▶ **Istruzioni**
1. Stabilisca se ciascuna affermazione concorda con l'articolo sul rinvio delle partite di serie A, rispondendo sì o no e citando alla lettera le parole decisive: (a) le cinque partite rinviate si giocheranno mercoledì 13 maggio; (b) la finale di Coppa Italia si disputerà all'Olimpico di Roma; (c) la sfida tra Juventus e Inter era inizialmente prevista a Milano.
2. Secondo l'articolo sul rinvio delle partite di serie A, a quale data slitta la finale di Coppa Italia?
3. Scriva il seguito dell'articolo sul rinvio delle partite di serie A, cominciando subito dopo l'ultima frase riportata.

▶ **Testo da leggere**

════

SOCIETA

Stadi chiusi per la serie A, per la Coppa si riaprono

AGNELLI SODDISFATTO, L’INTER NO. È POLEMICA: SENZA SENSO, PRIVILEGIATE LE SOLITE
LUCA PISAPIAITALIA

Si gioca a porte aperte, si gioca a porte chiuse, aperte, chiuse. A furia di aprire e chiudere le porte alla fine sono entrati gli spifferi e il campionato si è ammalato. E non si gioca più. La Lega di Serie A ha infatti comunicato, solo ieri mattina, che le cinque partite inizialmente da giocarsi a porte chiuse questo fine settimana sono rinviate a mercoledì 13 maggio. Con slittamento della finale di Coppa Italia al 20 maggio, non più a Roma ché l’Olimpico deve essere a disposizione della Uefa per gli Europei 2020. Si giocheranno quindi a primavera inoltrata, quando mancheranno poi due giornate alla fine del campionato, Milan-Genoa, Parma-Spal, Sassuolo-Brescia e Udinese-Fiorentina. E soprattutto la sfida scudetto tra Juventus e Inter, inizialmente prevista a porte chiuse stasera a Torino. Sarà ancora una partita decisiva, come lo sarebbe stata se giocata oggi? Lo sapremo solo vivendo, virus permettendo.

════

▶ **Dati forniti**
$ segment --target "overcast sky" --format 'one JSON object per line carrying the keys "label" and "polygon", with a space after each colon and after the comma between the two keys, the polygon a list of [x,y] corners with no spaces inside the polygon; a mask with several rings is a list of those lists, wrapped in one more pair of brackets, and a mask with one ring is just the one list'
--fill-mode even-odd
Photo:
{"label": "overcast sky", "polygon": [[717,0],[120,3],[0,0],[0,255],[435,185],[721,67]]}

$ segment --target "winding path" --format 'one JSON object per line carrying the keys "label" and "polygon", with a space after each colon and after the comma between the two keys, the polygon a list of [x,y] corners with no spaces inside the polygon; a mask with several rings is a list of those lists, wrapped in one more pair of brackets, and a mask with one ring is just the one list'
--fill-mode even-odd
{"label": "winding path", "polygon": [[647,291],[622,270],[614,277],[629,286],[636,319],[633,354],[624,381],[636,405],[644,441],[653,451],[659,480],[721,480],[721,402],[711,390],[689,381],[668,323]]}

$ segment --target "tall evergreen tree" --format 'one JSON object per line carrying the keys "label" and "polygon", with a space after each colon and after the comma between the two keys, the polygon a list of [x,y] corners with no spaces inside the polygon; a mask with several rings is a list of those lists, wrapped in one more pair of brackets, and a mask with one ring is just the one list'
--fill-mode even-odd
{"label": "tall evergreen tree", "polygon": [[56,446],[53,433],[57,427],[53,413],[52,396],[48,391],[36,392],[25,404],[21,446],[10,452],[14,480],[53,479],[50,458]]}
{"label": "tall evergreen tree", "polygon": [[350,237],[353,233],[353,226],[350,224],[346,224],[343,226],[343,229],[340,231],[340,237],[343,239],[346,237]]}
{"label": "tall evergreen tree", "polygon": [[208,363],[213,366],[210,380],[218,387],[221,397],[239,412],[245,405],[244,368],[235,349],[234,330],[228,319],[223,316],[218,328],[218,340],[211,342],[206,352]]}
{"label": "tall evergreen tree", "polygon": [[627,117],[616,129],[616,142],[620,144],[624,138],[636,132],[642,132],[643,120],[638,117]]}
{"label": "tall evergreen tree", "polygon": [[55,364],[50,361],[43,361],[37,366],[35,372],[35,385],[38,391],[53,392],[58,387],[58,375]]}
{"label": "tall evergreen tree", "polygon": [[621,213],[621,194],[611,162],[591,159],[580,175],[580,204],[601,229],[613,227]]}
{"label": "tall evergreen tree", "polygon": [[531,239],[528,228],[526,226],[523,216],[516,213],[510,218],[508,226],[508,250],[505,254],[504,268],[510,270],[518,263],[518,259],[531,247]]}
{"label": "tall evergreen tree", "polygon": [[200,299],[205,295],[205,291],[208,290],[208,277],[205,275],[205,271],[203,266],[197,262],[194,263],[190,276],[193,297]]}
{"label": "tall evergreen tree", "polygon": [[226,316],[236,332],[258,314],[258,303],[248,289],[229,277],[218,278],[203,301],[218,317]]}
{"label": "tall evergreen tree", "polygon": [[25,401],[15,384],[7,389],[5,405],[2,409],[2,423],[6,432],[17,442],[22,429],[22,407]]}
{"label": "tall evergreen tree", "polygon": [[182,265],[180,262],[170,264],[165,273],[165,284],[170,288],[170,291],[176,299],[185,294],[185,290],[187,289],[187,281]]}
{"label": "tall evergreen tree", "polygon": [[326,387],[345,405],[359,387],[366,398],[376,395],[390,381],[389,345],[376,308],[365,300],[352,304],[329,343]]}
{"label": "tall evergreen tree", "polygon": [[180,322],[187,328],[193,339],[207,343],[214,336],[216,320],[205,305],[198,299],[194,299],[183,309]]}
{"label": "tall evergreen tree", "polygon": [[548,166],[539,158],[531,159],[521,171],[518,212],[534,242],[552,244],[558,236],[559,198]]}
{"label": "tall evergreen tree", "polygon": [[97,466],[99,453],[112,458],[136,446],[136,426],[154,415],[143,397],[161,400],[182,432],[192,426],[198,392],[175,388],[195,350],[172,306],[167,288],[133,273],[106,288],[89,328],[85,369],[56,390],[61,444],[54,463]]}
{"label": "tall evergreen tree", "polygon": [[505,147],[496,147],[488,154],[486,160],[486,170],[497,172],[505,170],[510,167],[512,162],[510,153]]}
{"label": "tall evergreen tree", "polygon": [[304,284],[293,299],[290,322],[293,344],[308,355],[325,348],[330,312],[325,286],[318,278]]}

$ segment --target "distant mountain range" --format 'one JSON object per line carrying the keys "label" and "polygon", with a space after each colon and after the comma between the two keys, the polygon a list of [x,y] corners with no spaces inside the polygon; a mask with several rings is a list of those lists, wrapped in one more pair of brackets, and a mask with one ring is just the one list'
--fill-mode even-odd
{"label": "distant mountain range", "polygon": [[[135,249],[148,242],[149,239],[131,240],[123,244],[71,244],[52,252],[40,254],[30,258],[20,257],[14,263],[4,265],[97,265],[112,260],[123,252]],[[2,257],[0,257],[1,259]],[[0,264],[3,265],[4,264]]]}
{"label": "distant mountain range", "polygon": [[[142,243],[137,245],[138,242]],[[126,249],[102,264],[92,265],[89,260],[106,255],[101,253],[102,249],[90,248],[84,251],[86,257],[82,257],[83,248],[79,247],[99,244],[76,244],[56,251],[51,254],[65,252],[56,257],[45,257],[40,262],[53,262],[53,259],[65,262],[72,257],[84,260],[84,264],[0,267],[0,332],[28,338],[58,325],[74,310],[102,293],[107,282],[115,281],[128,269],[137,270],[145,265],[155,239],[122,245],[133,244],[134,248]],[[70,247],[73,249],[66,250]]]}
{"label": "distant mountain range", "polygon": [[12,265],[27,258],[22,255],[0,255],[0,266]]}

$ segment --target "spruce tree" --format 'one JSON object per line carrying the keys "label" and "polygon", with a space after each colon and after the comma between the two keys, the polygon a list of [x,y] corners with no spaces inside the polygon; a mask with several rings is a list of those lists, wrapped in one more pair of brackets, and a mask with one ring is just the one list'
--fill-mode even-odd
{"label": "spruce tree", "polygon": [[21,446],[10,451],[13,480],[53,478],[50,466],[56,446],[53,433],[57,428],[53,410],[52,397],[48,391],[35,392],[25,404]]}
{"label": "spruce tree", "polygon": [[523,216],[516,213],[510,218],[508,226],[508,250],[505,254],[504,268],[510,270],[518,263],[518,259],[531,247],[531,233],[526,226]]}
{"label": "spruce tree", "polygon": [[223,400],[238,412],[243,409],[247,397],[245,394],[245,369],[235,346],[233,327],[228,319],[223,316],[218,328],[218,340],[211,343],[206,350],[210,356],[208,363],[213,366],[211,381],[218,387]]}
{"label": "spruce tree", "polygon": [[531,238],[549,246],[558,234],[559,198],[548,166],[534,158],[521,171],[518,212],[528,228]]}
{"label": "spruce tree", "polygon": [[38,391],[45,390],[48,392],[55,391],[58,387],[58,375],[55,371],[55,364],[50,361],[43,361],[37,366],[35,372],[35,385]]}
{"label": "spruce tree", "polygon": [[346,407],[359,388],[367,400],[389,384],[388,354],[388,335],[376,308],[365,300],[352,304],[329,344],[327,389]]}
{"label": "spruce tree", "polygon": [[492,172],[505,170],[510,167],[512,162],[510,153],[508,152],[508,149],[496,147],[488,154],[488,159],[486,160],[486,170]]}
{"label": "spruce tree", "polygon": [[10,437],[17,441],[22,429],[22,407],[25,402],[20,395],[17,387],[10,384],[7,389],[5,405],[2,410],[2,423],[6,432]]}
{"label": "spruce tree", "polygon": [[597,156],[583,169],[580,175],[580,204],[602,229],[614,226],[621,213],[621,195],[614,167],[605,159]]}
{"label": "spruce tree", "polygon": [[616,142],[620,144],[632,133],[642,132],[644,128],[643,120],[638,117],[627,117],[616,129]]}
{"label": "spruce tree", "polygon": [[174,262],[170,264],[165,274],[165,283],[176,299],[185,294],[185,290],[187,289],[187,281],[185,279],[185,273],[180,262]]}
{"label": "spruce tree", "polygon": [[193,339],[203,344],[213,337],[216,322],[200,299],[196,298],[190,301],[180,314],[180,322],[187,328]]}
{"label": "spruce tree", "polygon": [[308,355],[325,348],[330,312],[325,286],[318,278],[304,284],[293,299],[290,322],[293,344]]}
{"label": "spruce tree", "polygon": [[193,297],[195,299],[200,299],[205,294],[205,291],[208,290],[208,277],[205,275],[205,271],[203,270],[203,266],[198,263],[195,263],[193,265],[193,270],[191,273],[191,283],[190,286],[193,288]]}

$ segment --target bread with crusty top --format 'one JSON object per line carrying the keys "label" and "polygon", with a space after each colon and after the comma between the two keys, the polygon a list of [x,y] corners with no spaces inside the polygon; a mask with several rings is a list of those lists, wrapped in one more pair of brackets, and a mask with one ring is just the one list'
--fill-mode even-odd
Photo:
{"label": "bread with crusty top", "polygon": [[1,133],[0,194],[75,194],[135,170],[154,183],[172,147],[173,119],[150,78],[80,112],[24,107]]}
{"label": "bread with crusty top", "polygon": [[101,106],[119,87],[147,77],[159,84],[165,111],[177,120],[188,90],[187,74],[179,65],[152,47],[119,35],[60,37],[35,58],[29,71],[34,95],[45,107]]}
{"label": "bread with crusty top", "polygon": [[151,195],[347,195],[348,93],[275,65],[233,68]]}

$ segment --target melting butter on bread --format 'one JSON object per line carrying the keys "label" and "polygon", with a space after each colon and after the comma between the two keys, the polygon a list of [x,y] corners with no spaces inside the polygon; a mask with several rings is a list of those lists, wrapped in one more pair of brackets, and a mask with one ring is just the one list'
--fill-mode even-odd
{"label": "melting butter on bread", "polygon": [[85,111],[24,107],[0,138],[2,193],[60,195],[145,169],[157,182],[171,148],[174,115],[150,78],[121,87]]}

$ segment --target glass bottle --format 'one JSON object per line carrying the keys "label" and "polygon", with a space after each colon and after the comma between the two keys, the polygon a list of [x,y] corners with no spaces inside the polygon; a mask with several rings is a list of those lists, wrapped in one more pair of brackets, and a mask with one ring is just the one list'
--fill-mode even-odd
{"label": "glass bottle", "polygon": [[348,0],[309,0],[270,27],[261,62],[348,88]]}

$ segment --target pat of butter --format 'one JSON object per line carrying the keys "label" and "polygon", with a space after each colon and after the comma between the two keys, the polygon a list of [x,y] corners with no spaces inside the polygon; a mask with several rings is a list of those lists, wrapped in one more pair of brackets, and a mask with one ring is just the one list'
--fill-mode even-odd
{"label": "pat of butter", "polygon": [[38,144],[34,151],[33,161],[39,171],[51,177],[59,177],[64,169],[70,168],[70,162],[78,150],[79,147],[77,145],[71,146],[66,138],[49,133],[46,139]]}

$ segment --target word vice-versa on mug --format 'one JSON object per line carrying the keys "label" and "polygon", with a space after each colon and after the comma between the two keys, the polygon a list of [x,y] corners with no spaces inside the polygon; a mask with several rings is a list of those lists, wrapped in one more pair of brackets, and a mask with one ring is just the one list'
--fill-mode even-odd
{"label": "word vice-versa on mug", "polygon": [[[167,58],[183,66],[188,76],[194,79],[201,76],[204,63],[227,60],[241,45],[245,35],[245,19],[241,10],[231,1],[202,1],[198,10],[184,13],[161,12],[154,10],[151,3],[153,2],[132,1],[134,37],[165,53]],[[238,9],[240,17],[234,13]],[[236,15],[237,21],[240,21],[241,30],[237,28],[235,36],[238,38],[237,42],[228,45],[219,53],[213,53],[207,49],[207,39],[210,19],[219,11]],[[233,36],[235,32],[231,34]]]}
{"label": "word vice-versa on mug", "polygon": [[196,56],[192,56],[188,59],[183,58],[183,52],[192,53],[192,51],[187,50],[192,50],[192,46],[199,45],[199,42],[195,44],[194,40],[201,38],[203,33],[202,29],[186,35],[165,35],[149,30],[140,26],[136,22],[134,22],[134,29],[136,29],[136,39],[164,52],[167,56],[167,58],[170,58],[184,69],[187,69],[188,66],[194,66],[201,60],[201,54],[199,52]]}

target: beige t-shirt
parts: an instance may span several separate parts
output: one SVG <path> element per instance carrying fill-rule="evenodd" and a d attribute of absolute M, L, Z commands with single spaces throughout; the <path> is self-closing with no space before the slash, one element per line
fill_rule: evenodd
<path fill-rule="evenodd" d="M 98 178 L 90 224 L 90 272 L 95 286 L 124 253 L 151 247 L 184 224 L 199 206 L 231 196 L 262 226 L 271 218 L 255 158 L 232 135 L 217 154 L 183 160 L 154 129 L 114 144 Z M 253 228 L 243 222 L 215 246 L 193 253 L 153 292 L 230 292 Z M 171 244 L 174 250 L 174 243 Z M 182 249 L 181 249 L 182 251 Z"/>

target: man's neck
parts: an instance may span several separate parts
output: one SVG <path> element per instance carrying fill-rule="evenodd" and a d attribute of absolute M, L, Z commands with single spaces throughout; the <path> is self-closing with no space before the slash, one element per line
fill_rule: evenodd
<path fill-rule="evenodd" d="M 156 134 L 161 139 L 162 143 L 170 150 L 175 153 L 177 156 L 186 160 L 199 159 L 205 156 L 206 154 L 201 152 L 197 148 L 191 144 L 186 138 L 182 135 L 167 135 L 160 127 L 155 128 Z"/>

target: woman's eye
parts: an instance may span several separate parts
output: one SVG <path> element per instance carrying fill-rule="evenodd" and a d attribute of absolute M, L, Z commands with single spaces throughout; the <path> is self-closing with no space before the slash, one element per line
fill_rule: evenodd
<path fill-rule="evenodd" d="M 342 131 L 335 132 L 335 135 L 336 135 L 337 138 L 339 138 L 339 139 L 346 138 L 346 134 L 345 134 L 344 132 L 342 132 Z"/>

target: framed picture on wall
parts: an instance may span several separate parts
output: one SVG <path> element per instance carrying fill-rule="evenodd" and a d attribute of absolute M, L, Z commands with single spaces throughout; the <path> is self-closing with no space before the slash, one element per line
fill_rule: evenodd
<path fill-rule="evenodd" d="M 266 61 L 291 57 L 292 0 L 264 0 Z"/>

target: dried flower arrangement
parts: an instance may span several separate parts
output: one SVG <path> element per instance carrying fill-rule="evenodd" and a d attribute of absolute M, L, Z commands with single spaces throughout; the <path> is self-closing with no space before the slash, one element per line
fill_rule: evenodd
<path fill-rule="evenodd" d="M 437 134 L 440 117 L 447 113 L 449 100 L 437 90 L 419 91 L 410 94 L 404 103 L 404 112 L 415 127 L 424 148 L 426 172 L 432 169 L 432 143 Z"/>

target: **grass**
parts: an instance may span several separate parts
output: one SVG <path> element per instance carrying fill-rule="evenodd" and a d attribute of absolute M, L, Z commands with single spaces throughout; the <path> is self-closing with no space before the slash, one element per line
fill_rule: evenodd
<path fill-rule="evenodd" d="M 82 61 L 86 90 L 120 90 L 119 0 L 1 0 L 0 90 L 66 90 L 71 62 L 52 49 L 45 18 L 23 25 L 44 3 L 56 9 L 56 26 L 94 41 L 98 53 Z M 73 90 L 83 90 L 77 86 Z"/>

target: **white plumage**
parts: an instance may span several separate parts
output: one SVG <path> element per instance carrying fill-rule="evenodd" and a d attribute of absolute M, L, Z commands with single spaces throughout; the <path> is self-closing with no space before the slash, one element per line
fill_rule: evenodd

════

▶ **Risposte numerate**
1.
(a) Sì: «sono rinviate a mercoledì 13 maggio».
(b) No: «non più a Roma ché l’Olimpico deve essere a disposizione della Uefa per gli Europei 2020».
(c) No: «inizialmente prevista a porte chiuse stasera a Torino».

2. Al 20 maggio.

3.
QUELLO CHE SAPPIAMO, però, è che nell’incontro tra Governo e presidenti di Regione si è proposto di far invece disputare la semifinale di Coppa Italia tra Juventus e Milan, nello stesso stadio, tra tre giorni. A porte aperte, ma solo per i piemontesi. Evidentemente la Coppa Italia è meno infettiva del campionato. Una gestione dello stato di emergenza ridicola, che riflette quella politica e mediatica: un giorno apocalittici e un giorno integrati, a seconda delle convenienze del caso. Ci mancherebbe, la situazione è difficile, e la salute viene prima di tutto, ma forse non è il benessere dei cittadini la causa dei rinvii. Altrimenti non si spiegano né l’assurdità di uno stadio contagioso per il campionato e immune per la Coppa, né il fatto che oggi sia possibile scendere a Lecce per i tifosi bergamaschi, ieri non lo era e domani chissà, con la città lombarda considerata a rischio.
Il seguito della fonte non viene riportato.